(Entries drawn from a point annotation set)
(begin)
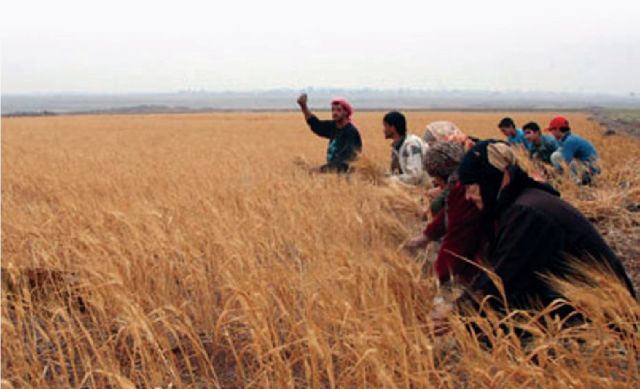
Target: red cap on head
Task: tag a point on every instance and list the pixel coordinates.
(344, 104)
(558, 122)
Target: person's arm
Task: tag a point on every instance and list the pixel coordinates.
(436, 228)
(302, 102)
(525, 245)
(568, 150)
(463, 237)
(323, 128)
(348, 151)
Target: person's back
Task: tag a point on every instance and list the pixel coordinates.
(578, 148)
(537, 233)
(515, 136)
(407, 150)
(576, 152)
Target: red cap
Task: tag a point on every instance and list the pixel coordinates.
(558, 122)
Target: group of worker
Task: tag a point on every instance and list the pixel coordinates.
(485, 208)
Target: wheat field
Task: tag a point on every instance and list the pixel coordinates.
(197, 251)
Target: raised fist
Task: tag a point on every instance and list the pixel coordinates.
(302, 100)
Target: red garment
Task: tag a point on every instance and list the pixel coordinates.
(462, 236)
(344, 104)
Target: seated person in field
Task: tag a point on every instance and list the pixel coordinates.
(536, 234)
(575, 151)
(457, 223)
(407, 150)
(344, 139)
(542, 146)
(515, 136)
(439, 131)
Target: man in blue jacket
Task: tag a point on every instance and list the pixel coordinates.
(end)
(begin)
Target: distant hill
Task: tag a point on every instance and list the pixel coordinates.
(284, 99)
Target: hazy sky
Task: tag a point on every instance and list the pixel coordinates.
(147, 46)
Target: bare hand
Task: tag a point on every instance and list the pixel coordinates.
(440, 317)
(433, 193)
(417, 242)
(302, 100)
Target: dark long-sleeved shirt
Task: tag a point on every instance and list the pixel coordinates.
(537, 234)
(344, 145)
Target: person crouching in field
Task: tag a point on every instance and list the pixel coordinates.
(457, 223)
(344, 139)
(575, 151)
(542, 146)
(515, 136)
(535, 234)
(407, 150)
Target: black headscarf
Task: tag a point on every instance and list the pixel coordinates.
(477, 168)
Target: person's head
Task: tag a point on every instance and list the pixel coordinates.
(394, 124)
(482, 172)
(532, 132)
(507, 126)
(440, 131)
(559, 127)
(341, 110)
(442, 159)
(end)
(begin)
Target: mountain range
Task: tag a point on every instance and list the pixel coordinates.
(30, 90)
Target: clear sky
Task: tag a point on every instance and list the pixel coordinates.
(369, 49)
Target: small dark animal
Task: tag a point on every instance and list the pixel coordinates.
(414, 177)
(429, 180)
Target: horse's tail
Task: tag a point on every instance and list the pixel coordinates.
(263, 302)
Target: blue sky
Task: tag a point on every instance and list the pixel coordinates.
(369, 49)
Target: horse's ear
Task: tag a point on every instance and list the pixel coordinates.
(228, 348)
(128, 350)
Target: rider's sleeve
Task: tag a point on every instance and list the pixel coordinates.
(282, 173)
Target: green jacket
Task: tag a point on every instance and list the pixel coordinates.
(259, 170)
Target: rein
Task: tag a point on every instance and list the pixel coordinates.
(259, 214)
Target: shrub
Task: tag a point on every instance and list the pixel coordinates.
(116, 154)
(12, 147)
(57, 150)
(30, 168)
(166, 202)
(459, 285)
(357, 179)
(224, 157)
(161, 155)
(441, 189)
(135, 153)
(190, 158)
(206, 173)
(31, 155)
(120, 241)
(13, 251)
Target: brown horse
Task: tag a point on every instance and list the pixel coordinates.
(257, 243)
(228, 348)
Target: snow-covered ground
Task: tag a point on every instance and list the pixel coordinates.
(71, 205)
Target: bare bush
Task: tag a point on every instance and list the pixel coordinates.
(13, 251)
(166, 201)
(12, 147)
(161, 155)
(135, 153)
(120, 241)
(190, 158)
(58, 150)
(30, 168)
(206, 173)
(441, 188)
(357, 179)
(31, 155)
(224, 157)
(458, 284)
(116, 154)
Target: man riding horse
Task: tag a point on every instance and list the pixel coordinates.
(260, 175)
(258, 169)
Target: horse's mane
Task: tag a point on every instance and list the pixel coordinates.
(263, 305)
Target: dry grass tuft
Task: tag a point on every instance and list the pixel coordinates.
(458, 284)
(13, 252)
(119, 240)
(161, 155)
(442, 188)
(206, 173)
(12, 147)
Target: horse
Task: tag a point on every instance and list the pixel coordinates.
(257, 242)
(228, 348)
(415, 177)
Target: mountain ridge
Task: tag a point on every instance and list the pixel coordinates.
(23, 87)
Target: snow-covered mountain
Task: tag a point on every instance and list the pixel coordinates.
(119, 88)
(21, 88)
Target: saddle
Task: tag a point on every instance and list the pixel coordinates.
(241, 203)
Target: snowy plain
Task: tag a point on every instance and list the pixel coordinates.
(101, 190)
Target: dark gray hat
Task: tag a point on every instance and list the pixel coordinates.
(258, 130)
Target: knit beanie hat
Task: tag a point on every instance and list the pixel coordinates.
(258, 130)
(end)
- _Task directions_
Report each line of the records above that contains the word "mountain", reproducing every such line in full.

- _Task answer_
Target: mountain range
Target: mountain ridge
Target: snow-covered mountain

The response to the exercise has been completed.